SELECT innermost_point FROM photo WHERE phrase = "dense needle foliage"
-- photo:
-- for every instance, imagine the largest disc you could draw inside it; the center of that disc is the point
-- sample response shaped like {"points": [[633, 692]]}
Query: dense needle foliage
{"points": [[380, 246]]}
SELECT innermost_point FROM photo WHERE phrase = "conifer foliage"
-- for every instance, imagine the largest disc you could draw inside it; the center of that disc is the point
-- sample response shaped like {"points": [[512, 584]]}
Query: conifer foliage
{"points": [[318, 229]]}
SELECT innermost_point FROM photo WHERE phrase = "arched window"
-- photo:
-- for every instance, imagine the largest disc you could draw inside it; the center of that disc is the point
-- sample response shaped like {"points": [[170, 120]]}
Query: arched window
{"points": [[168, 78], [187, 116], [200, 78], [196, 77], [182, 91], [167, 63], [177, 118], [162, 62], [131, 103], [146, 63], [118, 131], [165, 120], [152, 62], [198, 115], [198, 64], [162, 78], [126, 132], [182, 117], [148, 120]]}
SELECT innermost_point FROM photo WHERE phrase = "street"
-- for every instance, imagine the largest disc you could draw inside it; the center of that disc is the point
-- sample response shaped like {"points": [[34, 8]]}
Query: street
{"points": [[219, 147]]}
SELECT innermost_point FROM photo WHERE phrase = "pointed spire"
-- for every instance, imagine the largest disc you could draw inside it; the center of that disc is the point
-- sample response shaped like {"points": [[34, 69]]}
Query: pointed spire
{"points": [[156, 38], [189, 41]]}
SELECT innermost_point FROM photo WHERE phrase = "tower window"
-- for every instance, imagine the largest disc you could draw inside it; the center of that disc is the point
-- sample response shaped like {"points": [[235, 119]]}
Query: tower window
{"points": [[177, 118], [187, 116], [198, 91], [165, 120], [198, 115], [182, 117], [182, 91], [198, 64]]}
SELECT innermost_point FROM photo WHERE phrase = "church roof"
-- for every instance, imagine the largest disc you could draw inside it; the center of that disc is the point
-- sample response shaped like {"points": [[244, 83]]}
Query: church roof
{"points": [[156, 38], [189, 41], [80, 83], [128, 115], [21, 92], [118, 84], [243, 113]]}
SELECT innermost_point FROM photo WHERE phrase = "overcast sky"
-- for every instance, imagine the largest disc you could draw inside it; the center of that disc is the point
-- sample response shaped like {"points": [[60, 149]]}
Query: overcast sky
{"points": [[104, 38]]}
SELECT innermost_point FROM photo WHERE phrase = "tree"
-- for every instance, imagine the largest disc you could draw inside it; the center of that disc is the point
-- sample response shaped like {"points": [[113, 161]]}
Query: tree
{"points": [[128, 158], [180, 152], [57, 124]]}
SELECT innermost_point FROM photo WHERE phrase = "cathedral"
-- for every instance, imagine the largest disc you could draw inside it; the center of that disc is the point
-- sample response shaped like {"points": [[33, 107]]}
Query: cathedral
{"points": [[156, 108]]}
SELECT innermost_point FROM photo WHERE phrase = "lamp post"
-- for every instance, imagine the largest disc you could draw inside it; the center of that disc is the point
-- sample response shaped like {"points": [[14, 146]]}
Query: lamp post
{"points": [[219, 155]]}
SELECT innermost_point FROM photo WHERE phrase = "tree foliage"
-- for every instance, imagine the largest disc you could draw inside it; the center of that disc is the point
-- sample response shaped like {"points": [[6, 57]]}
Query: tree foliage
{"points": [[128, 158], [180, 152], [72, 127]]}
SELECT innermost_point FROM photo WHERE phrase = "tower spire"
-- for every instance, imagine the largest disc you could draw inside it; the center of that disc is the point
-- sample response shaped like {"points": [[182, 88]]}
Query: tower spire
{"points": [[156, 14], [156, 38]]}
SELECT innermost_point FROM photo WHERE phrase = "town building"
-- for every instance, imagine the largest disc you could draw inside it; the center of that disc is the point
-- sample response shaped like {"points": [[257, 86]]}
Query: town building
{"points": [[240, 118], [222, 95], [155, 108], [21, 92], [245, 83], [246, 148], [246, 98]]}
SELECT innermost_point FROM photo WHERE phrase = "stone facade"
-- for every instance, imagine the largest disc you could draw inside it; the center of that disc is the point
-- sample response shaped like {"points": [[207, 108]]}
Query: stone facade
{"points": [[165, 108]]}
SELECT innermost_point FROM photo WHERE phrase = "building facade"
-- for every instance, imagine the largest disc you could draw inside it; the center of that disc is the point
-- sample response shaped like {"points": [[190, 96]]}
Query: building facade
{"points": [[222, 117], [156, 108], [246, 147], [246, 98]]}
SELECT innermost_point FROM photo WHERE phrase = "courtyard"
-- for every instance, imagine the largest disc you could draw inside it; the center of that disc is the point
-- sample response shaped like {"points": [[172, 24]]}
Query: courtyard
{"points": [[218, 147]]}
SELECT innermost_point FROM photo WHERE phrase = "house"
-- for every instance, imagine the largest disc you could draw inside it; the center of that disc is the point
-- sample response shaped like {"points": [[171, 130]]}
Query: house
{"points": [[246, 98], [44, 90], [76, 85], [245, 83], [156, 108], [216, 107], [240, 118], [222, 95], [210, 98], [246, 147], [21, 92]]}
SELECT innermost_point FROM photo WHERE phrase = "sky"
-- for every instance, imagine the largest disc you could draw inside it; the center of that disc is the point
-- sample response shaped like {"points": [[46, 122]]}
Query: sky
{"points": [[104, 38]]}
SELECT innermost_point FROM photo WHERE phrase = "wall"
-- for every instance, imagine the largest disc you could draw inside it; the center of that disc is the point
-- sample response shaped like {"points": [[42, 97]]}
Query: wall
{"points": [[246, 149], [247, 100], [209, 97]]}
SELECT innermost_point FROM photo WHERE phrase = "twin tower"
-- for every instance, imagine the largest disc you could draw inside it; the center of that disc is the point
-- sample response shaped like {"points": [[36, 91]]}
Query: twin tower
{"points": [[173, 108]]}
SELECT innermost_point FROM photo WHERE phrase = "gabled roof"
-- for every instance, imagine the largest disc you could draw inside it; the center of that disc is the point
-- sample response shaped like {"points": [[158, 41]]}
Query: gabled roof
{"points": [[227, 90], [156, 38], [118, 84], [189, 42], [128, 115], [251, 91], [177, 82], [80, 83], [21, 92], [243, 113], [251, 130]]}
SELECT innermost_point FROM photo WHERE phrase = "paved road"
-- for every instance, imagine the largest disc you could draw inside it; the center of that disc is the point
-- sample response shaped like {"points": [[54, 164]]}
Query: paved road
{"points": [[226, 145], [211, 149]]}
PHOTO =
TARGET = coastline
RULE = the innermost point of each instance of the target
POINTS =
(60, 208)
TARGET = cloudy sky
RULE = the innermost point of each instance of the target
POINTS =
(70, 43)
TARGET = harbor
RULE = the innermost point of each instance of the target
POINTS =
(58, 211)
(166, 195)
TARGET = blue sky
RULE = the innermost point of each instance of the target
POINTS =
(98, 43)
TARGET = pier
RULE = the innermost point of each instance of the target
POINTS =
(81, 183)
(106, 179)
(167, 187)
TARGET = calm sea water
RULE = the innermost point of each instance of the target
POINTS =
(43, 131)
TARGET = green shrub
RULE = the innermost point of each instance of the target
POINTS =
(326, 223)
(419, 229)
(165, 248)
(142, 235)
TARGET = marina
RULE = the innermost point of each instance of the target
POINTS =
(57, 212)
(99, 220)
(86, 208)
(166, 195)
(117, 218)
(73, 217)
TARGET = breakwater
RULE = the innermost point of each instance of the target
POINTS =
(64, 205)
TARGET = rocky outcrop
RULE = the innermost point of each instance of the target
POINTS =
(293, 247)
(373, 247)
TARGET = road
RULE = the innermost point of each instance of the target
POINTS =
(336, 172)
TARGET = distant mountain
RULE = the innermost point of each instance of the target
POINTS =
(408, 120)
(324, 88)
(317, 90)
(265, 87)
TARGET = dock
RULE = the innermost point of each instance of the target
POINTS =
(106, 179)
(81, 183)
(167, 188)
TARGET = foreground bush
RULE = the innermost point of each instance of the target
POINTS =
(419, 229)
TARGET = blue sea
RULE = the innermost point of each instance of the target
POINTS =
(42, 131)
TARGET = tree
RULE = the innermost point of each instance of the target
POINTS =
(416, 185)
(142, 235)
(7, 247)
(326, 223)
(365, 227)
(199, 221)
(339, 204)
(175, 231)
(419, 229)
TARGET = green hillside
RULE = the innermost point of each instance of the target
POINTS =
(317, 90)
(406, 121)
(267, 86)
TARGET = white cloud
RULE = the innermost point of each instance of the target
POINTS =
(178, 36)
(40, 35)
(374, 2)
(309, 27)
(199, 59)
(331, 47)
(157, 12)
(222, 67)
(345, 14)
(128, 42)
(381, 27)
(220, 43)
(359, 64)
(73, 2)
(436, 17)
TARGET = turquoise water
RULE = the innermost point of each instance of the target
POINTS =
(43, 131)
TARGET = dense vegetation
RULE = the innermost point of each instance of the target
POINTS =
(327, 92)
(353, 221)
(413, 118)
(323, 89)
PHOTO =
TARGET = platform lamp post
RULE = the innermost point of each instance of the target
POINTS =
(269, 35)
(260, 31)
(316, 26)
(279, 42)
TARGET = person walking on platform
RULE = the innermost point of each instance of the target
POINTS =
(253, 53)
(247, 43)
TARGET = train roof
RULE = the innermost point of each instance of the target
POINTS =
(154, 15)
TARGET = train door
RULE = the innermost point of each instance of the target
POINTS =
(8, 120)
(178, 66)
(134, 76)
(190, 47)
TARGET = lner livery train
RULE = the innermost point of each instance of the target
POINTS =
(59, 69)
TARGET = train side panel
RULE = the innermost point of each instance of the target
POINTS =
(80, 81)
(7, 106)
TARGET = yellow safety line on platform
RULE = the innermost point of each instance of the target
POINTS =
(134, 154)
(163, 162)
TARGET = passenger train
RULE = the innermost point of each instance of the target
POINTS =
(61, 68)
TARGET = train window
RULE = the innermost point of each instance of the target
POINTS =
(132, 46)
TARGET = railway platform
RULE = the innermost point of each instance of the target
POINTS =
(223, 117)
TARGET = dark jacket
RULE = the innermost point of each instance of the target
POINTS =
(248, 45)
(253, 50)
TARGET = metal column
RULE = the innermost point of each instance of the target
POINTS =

----

Word for word, quote the lines from the line containing "TARGET = green hillside" through the end of the material, both included, and nothing else.

TARGET = green hillside
RULE = the innermost point of each instance of the target
POINTS =
(317, 90)
(406, 121)
(267, 86)
TARGET = white cloud
RULE = the innermost point of each instance of the target
POINTS =
(178, 36)
(40, 35)
(374, 2)
(309, 27)
(199, 59)
(331, 47)
(157, 12)
(222, 67)
(345, 14)
(128, 42)
(381, 27)
(220, 43)
(359, 64)
(73, 2)
(436, 17)
TARGET = turquoise water
RULE = the innermost point of each instance of the target
POINTS =
(43, 131)
TARGET = dense vegetation
RULE = the innermost point of each instance of the target
POINTS =
(327, 92)
(353, 221)
(413, 118)
(323, 89)
PHOTO =
TARGET = platform lamp post
RULE = the innermost point of each instance of the target
POINTS =
(269, 35)
(260, 31)
(316, 26)
(279, 42)
TARGET = person walking on platform
RULE = the innermost point of each instance of the target
POINTS =
(253, 53)
(247, 43)
TARGET = train roof
RULE = the innermost point of each instance of the target
POINTS =
(154, 15)
TARGET = train door
RULE = the innermost point of each instance of the target
POINTS =
(8, 120)
(178, 66)
(134, 76)
(190, 47)
TARGET = lner livery train
RULE = the innermost point of each instance of the target
POINTS =
(59, 69)
TARGET = train side panel
RULE = the innermost point of each instance of the target
POINTS =
(80, 81)
(7, 106)
TARGET = yellow safety line on platform
RULE = the innermost point of each instance of the target
POINTS =
(134, 154)
(163, 162)
TARGET = passenger train
RULE = the innermost point of each instance of the target
POINTS =
(61, 68)
TARGET = train window
RULE = the innermost point of each instance of the target
POINTS =
(132, 46)
TARGET = railway platform
RULE = the innermost point of each instance of the target
POINTS =
(223, 117)
TARGET = dark jacket
RULE = the innermost point of each instance of the target
POINTS =
(248, 45)
(253, 50)
TARGET = metal column
RULE = the innermost point of each instance of the target
POINTS =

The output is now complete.